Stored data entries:
# # #

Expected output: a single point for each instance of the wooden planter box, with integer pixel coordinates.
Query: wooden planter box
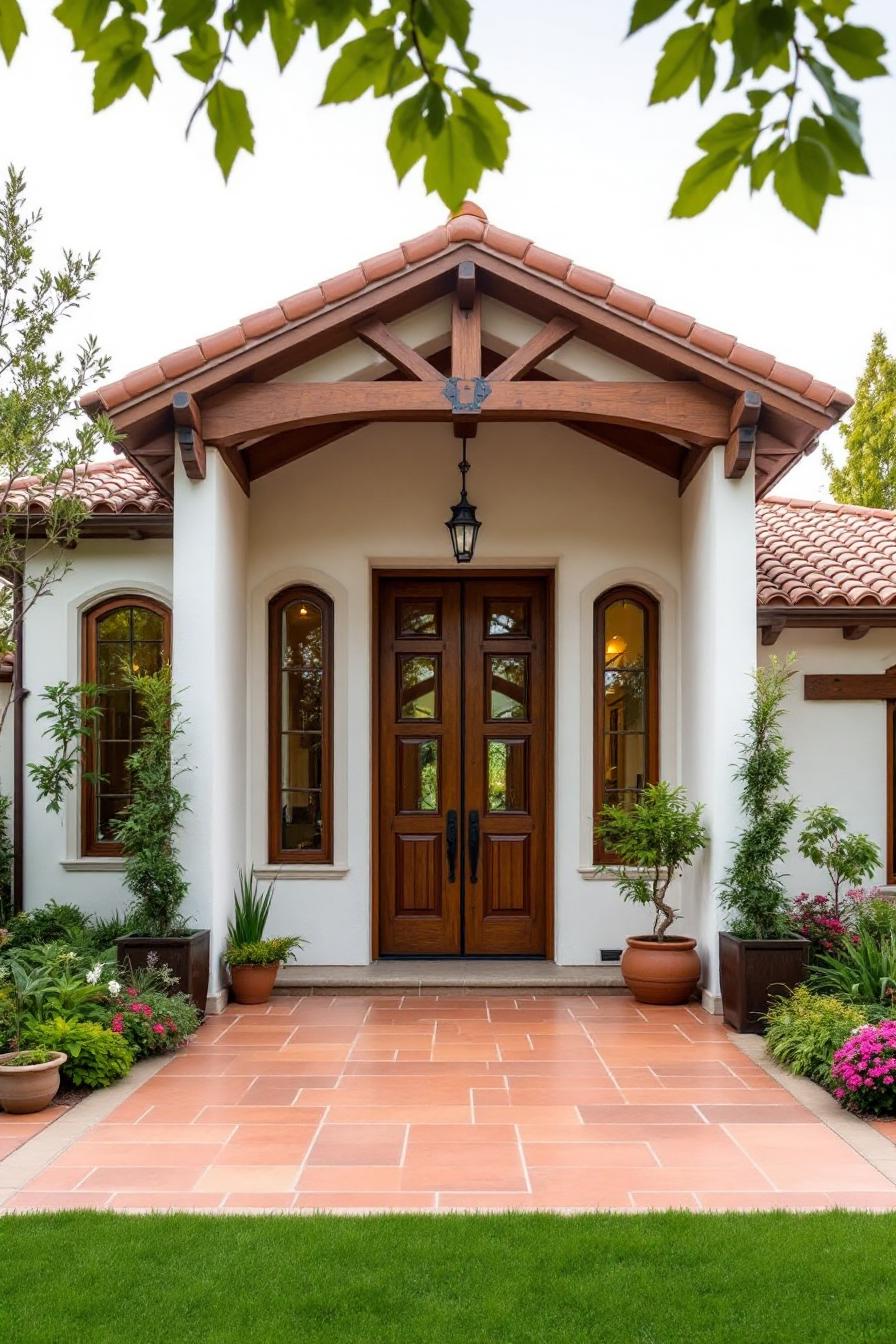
(187, 956)
(754, 972)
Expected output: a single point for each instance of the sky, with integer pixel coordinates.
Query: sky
(591, 175)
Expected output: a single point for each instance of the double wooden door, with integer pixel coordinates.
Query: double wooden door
(462, 766)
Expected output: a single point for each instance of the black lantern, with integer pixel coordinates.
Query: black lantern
(462, 523)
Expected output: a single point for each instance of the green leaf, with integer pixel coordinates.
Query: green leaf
(453, 18)
(229, 114)
(703, 182)
(736, 131)
(680, 63)
(802, 176)
(12, 27)
(202, 59)
(452, 167)
(648, 11)
(184, 14)
(359, 66)
(285, 32)
(409, 136)
(857, 51)
(763, 163)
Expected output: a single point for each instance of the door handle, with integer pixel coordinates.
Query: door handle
(474, 844)
(450, 840)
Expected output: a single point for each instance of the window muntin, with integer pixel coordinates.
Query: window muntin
(124, 632)
(300, 707)
(626, 754)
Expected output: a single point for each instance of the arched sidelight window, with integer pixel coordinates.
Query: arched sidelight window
(300, 807)
(626, 699)
(118, 633)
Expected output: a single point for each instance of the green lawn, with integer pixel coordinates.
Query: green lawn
(732, 1278)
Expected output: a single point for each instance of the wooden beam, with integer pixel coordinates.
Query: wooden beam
(850, 687)
(188, 432)
(403, 356)
(552, 335)
(742, 434)
(253, 410)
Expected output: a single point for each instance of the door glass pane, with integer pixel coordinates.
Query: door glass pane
(507, 616)
(508, 686)
(418, 687)
(625, 676)
(301, 761)
(419, 617)
(301, 819)
(505, 782)
(418, 774)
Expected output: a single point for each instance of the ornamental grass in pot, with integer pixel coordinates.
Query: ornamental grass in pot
(654, 842)
(760, 954)
(254, 961)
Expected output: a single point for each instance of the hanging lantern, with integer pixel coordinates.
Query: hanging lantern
(464, 524)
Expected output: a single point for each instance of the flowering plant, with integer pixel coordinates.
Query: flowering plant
(864, 1070)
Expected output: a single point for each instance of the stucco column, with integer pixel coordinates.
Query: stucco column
(208, 663)
(718, 655)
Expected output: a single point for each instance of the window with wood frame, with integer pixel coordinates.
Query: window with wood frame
(626, 699)
(300, 708)
(120, 633)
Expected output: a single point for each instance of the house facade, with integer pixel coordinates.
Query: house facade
(414, 749)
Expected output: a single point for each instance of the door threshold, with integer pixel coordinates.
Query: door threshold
(460, 975)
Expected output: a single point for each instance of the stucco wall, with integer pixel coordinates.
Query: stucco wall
(840, 747)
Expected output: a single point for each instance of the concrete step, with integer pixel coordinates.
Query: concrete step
(456, 976)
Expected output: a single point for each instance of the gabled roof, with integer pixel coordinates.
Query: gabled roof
(817, 554)
(672, 346)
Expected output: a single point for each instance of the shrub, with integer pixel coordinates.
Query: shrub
(864, 1070)
(864, 972)
(805, 1030)
(97, 1057)
(263, 953)
(152, 1022)
(660, 833)
(751, 889)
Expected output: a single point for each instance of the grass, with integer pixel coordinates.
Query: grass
(738, 1278)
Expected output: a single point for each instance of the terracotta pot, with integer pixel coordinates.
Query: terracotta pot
(253, 984)
(30, 1087)
(661, 972)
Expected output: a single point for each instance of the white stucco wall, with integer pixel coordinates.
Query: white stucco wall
(53, 867)
(380, 497)
(840, 746)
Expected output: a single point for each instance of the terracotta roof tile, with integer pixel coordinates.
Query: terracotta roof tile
(114, 487)
(822, 554)
(470, 225)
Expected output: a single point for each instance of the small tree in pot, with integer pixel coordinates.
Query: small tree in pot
(760, 954)
(148, 835)
(656, 840)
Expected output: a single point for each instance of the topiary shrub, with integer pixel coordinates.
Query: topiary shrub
(97, 1057)
(805, 1030)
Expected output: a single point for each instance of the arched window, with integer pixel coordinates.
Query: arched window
(626, 699)
(122, 632)
(300, 707)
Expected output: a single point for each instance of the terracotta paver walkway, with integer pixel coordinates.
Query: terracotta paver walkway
(460, 1102)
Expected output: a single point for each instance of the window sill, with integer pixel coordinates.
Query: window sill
(94, 863)
(301, 871)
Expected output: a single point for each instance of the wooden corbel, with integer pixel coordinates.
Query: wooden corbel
(190, 434)
(742, 438)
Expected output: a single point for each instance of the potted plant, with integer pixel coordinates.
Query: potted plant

# # #

§ **The problem**
Please transcribe every record above exactly as written, leaving out the pictures.

§ **Result for this exercise**
Expected output: a single point for each instance of the wooden planter box, with integer pixel coordinates.
Query: wooden planter box
(187, 956)
(754, 972)
Expected output: a single point for each instance of the sky, with integer pixel coordinates.
Query: sky
(591, 175)
Expected output: a single point for each instance of the double wooden door, with integer pixel coordinates.
Query: double wooden door
(462, 766)
Expected output: a single point for each instance of the black lantern, with integer pixel coordinates.
Query: black lantern
(462, 523)
Expected output: a single point for each instance of the green leaf, with integer pixel coordinates.
Query: green leaf
(453, 18)
(229, 114)
(703, 182)
(736, 131)
(680, 63)
(802, 176)
(12, 27)
(202, 59)
(452, 167)
(648, 11)
(184, 14)
(359, 66)
(285, 32)
(409, 136)
(857, 51)
(763, 163)
Expected output: a single point for each instance of the door handle, with integer pixel coordinates.
Query: door handle
(474, 844)
(450, 840)
Expected output: a single point for each instance of the window muntin, with integer pixel coordinates.
Query: window muntin
(124, 632)
(300, 707)
(626, 754)
Expected output: a single point for each instance of the arched sidelight window, with integer pixel coordinates.
Query: arched sidelight window
(300, 807)
(626, 699)
(118, 633)
Expected output: a single point for each instance of the green lawn, with integer pixel coordinates.
Query: green lawn
(732, 1278)
Expected output: a single point for each instance of the wooden beam, with integer pixel coordinates.
Query: wooden beam
(850, 687)
(188, 432)
(403, 356)
(552, 335)
(742, 434)
(253, 410)
Expected output: a single point for each instance of the door glass pane, with integer pixel coordinates.
Query: door glass pane
(507, 616)
(508, 686)
(418, 687)
(625, 676)
(301, 761)
(419, 617)
(301, 819)
(505, 782)
(418, 774)
Expected output: a single point for each instance of the ornamental grass in pot, with integer pixel coordinates.
Query: ornamental grass in pot
(654, 842)
(760, 954)
(254, 961)
Expected output: a single point for each instance of the hanging lantern, with integer pixel coordinates.
Query: hanging lantern
(464, 524)
Expected output: a single point for each instance of the flowering plant, with integer pixel coordinates.
Query: flowering plant
(864, 1070)
Expected output: a single point for each instance of the stucco column, with integer pixel coordinates.
Query: stucco column
(208, 663)
(718, 655)
Expected output: a single point for each instance of the window with wood frame, with integer pixel coordinates.
Query: window with wood frame
(626, 699)
(300, 708)
(120, 633)
Expected output: a single point for each instance of the house facade, with integer pixel coordinates.
Query: house facade
(414, 749)
Expected output: a single point for each instance of the door threshold, with integer pixel coordinates.
Query: door threshold
(460, 975)
Expected output: a single point for each instance of the stucco wall, with integer pixel coordinates.
Query: stucco wall
(840, 747)
Expected output: a single point for each instance of the concrete step, with integer pixel coordinates.
Query: concrete step
(456, 976)
Expected output: a single point for each instance of the gabled roof, with integer pixel coordinates.
Query: gabled roof
(817, 554)
(672, 346)
Expected output: a single point for each instance of the shrub, with integer pixel coordinates.
Query: shrub
(864, 1070)
(864, 972)
(805, 1030)
(97, 1057)
(263, 953)
(152, 1022)
(660, 833)
(751, 889)
Expected output: a single point for each instance of the grass, with integer pixel coordinates.
Query: grass
(738, 1278)
Expected output: a single point for each instance of the terracotta pot, with integer pixel coordinates.
Query: terracotta pot
(253, 984)
(30, 1087)
(661, 972)
Expected output: a single point for each instance of the white stucco wall, with integer pixel coordinates.
Query: white stucco wall
(53, 867)
(380, 497)
(840, 746)
Expected output: a single point for each instance of the terracotta roof tile, with integer pixel coordinates.
Query: terracotta roof tile
(114, 487)
(822, 554)
(470, 225)
Expected output: a single point for each instance of the small tree in pot, with integer pixel coordinates.
Query: small tree in pot
(760, 954)
(148, 835)
(656, 840)
Expected output: a single point for each instance of the topiary shrub, with integer pixel coordinates.
Query: topiary shrub
(97, 1057)
(805, 1030)
Expected output: a single point for each instance of the arched window, with integer pixel coordinates.
Query: arched window
(626, 699)
(122, 632)
(300, 707)
Expected output: a single point for each instance of the terracotta paver walkway, with integer pixel coordinates.
Query: terracotta paver walkway
(460, 1102)
Expected output: a single point for each instance of the window sill, with integer pixel coordinates.
Query: window sill
(94, 863)
(301, 871)
Expected output: a single point for each instance of the wooden corbel, with integer pixel coordinates.
Query: wooden corbel
(190, 434)
(742, 438)
Expected output: a single point for each instance of the potted plant, with integer pixel coordinates.
Query: potted plant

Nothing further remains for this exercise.